=== Problem description ===
Reproduce each of the rows below word for word, keeping every line in its original order.

=== Task inputs ===
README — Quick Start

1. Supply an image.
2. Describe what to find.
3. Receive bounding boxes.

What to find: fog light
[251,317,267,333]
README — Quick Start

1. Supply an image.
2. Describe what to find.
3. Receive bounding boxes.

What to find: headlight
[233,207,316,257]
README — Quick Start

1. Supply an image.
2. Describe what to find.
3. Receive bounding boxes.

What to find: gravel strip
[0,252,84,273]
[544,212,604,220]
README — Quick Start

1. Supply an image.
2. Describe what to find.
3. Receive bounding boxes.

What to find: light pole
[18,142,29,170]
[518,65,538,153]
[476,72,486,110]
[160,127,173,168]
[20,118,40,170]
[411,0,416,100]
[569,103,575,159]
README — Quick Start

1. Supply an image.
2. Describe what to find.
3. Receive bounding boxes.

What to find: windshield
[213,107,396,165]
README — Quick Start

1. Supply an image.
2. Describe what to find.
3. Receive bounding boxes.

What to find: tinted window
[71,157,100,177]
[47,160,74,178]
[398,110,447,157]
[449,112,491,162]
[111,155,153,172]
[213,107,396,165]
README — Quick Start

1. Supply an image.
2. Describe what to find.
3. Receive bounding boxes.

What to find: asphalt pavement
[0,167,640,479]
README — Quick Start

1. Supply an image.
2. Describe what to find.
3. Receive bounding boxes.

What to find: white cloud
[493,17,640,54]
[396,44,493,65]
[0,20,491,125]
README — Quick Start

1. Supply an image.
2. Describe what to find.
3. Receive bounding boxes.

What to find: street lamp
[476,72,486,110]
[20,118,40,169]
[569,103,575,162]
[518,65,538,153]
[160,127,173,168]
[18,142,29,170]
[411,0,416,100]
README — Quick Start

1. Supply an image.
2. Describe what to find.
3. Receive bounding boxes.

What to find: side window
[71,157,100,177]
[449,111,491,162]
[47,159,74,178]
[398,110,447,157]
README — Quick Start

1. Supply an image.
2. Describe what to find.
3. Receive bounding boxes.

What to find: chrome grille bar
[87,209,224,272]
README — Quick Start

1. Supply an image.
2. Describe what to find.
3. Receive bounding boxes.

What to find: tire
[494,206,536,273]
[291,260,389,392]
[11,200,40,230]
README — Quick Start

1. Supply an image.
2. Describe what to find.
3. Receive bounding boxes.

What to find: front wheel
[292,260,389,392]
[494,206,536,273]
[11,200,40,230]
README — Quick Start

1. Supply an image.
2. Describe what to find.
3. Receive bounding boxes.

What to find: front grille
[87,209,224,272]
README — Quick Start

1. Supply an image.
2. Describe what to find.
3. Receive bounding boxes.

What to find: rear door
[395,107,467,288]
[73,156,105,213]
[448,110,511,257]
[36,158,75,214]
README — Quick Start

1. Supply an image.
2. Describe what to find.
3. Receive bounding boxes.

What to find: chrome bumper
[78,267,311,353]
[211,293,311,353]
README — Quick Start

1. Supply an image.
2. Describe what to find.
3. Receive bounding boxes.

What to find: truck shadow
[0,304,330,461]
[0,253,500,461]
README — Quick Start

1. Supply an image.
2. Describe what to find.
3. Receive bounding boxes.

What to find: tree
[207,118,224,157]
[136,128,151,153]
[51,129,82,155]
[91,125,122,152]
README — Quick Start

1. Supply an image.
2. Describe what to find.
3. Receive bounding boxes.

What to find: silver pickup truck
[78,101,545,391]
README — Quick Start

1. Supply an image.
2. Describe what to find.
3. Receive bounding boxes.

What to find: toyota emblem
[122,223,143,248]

=== Answer in full ===
README — Quick Start

1. Supply an image.
2. Describe what to find.
3. Receive bounding boxes.

What to find: fog light
[251,317,267,333]
README — Quick Start

1. Supply an image.
2. Describe what to find.
3. Receive bounding boxes.

What to find: headlight
[233,207,316,257]
README — Quick Start

1. Supply an image.
2. Describe what to find.
3. Receive bounding boxes.

What to find: gravel strip
[0,252,84,273]
[544,212,604,220]
README — Quick Start

1. Supply an image.
2. Describe what to find.
3. Receive bounding boxes.

What to find: light pole
[18,142,29,170]
[518,65,538,153]
[476,72,486,110]
[160,127,173,168]
[20,118,40,170]
[411,0,416,100]
[569,103,575,159]
README — Quick Start

1. Supply an image.
2. Describe what to find.
3. Receive bounding boxes.

What to find: windshield
[213,107,396,165]
README — Quick Start

1. Supply an image.
2. Describe what to find.
3. Receive bounding boxes.

What to find: tinted window
[71,157,100,177]
[47,160,74,178]
[398,110,447,157]
[449,112,491,162]
[111,155,153,172]
[213,107,396,165]
README — Quick Start

1. Supply an image.
2. Describe what to find.
3. Receive bounding boxes.

What to find: asphalt pavement
[0,167,640,479]
README — Quick Start

1. Supply an image.
2. Describe what to find.
3. Receive bounding boxes.

What to find: white cloud
[493,17,640,54]
[396,44,493,65]
[0,20,491,125]
README — Quick Start

1. Supply an image.
2. Describe what to find.
3. Receive bounding boxes.

What to find: street lamp
[476,72,486,110]
[20,118,40,169]
[569,103,575,162]
[518,65,538,153]
[160,127,173,168]
[18,142,29,170]
[411,0,416,100]
README — Quick Start

1. Supply an image.
2. Describe what to find.
3. Receive bounding boxes.

What to find: side window
[71,157,100,177]
[449,111,491,162]
[47,159,74,178]
[398,110,447,157]
README — Quick Start

1. Supply an image.
2. Describe what to find.
3. Receive bounding boxes.

What to find: chrome grille bar
[87,209,224,272]
README — Quick Start

1. Supply an image.
2. Describe what to find.
3. Receive bounding boxes.

What to find: tire
[494,206,536,273]
[291,260,389,392]
[11,200,40,230]
README — Quick Start

1. Supply an image.
2. Describe what to find.
3. Receive bounding boxes.

What to find: front wheel
[292,260,389,392]
[494,206,536,273]
[11,200,40,230]
README — Quick Start

1. Supply an image.
2. Describe what to find.
3. Receive bounding boxes.

What to find: front grille
[87,209,224,272]
README — Quick Start

1. Supply an image.
2. Describe what to find.
3. Receive bounding boxes.

What to find: rear door
[395,107,467,288]
[73,156,105,213]
[448,110,511,257]
[36,158,75,214]
README — Quick Start

1. Supply an image.
2. Describe what to find.
3. Receive bounding boxes.

What to find: chrome bumper
[78,267,311,353]
[211,293,311,353]
README — Quick Start

1. Supply an image.
2. Describe what to find.
3. Receive bounding boxes.

What to find: truck shadow
[0,304,330,461]
[0,253,500,461]
README — Quick Start

1. Supply an image.
2. Describe what to find.
3. Receive bounding boxes.

What to find: tree
[207,118,224,157]
[136,128,151,153]
[51,129,82,155]
[91,125,122,152]
README — Quick Start

1. Supply an image.
2. Describe what to find.
3. Receive bounding boxes.

What to find: silver pickup truck
[78,101,545,391]
README — Quick Start

1. Supply an image.
2. Describe what to find.
3. Receive bounding boxes.

What to find: toyota emblem
[122,223,143,248]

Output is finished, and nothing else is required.